-------- Records supplied --------

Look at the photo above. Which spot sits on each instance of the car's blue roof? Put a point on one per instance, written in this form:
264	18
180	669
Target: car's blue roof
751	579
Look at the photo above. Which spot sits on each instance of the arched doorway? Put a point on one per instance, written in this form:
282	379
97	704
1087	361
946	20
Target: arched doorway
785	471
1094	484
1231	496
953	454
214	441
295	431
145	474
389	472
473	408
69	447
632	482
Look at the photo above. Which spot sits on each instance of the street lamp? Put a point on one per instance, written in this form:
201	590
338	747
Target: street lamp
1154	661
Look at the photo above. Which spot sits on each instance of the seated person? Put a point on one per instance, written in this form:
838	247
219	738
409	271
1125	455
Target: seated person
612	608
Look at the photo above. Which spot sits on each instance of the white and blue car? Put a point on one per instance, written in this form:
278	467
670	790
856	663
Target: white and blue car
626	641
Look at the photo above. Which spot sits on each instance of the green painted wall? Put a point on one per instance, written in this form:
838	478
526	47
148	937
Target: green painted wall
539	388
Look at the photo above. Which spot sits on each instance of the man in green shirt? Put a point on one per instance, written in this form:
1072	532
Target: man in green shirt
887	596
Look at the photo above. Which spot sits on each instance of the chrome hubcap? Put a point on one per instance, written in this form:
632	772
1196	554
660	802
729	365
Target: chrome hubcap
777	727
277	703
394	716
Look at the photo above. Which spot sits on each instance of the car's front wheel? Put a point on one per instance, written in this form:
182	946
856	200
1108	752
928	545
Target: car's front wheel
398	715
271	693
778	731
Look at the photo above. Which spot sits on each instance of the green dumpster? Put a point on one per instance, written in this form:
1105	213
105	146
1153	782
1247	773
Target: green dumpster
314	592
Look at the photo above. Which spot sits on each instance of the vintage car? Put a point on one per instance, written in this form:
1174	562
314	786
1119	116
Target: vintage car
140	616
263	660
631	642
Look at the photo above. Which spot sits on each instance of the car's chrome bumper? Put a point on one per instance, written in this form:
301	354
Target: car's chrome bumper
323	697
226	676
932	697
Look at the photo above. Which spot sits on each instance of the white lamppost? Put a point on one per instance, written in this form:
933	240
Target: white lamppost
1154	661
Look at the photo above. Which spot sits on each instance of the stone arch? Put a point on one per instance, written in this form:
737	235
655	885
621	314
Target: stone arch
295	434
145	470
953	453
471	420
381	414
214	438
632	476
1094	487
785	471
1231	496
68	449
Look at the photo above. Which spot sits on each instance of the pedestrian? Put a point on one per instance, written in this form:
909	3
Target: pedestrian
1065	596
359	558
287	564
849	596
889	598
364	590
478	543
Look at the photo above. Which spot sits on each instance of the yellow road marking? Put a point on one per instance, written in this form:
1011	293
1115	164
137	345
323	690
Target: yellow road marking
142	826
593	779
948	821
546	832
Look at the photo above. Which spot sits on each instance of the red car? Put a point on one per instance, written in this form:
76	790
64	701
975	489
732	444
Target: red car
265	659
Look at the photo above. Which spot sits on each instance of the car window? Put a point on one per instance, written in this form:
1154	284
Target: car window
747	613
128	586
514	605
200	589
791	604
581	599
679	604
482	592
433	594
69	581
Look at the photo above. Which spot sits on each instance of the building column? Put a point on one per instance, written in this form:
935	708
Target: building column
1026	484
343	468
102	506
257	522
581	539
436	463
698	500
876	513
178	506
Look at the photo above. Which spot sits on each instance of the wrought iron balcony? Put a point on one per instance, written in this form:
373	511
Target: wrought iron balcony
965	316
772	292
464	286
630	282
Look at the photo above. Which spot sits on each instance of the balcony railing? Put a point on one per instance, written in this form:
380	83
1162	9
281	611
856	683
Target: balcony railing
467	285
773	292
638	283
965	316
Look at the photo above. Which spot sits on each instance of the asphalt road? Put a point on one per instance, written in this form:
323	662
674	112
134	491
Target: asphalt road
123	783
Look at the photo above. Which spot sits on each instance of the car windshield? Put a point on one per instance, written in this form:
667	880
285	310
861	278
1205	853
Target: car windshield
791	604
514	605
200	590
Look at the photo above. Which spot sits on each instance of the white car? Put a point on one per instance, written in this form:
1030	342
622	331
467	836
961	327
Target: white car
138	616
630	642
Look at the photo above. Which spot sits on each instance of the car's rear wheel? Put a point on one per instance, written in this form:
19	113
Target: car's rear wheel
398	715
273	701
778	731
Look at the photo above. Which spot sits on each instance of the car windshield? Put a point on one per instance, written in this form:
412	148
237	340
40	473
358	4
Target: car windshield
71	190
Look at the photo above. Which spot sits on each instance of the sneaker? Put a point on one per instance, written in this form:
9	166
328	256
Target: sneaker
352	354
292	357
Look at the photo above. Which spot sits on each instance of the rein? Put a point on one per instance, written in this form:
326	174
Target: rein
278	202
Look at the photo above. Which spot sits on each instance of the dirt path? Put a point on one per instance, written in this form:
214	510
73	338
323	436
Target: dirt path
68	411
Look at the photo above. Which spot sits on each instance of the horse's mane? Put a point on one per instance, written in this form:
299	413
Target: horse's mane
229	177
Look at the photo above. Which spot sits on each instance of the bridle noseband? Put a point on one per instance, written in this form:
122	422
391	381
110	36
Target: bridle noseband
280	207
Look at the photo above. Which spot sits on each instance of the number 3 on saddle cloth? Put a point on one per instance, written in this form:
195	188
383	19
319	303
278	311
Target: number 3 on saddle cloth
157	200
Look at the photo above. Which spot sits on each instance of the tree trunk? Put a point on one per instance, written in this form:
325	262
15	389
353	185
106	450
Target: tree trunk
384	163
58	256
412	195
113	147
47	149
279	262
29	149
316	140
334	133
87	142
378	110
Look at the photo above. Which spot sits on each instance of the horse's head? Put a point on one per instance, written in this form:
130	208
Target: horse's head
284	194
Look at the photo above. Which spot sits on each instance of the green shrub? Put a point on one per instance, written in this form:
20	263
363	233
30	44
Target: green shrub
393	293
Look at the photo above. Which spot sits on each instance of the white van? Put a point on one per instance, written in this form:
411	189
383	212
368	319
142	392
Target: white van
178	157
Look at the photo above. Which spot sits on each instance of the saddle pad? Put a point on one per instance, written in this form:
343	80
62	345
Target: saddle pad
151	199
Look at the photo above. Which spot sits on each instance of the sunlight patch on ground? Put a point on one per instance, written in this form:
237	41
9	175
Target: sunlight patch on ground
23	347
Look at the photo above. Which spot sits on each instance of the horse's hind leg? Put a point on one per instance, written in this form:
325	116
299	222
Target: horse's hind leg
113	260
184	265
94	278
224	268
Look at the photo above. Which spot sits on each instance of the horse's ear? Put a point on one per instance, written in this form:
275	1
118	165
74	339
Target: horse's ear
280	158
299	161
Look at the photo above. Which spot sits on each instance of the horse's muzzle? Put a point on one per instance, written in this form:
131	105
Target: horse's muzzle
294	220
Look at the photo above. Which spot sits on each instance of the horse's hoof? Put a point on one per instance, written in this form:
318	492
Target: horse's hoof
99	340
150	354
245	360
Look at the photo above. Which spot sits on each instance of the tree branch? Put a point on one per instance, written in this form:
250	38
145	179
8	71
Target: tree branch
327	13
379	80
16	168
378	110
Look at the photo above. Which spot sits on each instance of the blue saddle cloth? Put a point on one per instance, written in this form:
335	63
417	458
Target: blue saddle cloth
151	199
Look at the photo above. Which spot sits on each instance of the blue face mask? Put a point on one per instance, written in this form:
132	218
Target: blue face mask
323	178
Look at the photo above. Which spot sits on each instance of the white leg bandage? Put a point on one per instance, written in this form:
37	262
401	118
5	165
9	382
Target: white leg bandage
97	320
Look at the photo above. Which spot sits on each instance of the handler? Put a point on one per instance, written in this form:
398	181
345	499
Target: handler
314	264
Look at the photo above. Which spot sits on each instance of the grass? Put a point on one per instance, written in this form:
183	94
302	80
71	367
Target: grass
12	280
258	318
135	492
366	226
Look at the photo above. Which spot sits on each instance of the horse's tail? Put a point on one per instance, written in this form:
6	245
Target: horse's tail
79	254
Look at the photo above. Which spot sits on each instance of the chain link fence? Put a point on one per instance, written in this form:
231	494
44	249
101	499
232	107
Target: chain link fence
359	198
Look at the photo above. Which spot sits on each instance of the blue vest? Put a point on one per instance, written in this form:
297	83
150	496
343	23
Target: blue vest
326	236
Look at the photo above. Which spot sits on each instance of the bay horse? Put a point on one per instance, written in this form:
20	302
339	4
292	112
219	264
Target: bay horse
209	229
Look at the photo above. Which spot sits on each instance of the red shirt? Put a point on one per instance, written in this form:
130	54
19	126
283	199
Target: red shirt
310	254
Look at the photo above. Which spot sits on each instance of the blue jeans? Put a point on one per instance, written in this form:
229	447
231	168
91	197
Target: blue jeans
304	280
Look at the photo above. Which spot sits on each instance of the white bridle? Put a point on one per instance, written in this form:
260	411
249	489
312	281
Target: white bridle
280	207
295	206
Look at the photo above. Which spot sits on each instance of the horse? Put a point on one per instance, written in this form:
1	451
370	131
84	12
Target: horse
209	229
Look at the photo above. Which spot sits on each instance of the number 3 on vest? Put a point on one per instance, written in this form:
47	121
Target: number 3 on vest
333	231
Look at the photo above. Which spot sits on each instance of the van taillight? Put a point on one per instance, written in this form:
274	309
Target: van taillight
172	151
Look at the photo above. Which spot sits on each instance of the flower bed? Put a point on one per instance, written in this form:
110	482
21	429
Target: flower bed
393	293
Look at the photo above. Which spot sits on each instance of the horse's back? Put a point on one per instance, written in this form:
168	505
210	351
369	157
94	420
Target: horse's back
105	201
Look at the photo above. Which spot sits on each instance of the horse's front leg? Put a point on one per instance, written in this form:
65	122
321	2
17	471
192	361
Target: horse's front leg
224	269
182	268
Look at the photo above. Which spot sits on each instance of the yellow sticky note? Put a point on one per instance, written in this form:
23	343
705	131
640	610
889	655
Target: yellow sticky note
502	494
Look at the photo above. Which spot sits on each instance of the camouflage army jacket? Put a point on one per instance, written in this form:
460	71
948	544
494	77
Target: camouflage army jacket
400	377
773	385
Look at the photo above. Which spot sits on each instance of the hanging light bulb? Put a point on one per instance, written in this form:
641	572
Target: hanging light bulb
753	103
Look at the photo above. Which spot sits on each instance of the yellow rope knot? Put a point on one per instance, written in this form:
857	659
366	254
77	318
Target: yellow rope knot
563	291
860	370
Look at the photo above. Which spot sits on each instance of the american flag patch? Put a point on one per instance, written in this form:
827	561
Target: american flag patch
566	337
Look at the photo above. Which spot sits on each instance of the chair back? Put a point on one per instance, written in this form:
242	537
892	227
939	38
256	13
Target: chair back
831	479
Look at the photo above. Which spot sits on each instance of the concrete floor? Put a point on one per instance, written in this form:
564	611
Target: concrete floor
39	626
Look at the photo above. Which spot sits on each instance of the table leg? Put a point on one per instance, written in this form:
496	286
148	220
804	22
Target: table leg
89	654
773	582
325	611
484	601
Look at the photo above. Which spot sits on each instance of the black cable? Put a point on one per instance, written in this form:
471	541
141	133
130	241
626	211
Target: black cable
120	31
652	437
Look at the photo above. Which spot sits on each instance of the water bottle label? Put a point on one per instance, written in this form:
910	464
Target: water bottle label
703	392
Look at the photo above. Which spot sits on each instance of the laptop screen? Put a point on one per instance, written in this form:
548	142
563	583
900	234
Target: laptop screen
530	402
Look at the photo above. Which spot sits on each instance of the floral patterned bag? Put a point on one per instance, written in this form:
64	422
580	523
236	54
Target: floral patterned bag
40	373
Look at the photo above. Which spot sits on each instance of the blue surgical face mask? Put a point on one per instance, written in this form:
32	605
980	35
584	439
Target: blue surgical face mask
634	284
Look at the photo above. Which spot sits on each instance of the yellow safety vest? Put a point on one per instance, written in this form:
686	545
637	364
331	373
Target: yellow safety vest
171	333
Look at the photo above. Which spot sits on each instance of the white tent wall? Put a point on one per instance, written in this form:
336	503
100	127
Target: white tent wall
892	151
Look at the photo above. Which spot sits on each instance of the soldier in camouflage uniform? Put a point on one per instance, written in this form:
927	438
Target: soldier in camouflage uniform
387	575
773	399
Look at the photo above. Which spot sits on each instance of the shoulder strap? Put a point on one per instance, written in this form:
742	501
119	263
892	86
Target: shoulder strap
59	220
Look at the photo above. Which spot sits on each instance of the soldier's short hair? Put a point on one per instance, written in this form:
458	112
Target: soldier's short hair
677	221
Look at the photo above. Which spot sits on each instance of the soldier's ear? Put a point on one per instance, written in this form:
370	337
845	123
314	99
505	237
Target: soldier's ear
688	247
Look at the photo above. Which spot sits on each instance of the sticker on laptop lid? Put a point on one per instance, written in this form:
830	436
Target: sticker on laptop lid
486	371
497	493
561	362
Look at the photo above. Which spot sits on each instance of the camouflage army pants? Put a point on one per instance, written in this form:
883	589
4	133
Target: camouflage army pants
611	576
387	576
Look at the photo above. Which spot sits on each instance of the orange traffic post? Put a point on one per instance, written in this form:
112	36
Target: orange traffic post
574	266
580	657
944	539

--------

■ **What needs to be done**: Please extract exactly, and only, the lines from the line containing "the white tent" through the last line of the records.

■ **Answer below**:
Look at the photo above. Which spot sits on each instance of the white tent wall? Put a point on one per instance, written in this form:
336	503
100	127
Target: white tent wall
892	151
Look at the photo above. Which spot sits on each instance of the soldier in camouflage uniform? Put a point on one per instance, written in this form:
927	438
Target: soldier in camouflage uniform
387	575
773	399
Look at the photo above. Which spot sits on each instance of the shoulder strap? Put a point on one per instance, written in this form:
742	501
119	263
892	86
Target: shoulder strap
59	220
Look at the photo above. Which spot sits on each instance of the soldier's short hair? Put a point on one per instance, written in this form:
458	112
Target: soldier's short hair
677	221
Look at the photo above. Which spot sits on each instance of the soldier's ear? Put a point on one per instance, written in this form:
370	337
845	123
314	99
505	237
Target: soldier's ear
688	247
Look at the photo above. Which spot sits on each instance of the sticker on laptop lid? Put a point on one per instance, written in this form:
830	436
Target: sticker on laptop lid
486	371
497	493
561	362
Look at the photo above. Which spot sits on each instance of the camouflage army pants? Put a point on one per instance, written in this form:
883	589
4	133
Target: camouflage army pants
611	576
387	576
Look at the photo above. Which spot sits on each instance of the orange traffic post? Put a point on one per instance, written in this form:
112	36
Target: orange traffic post
574	266
580	657
944	539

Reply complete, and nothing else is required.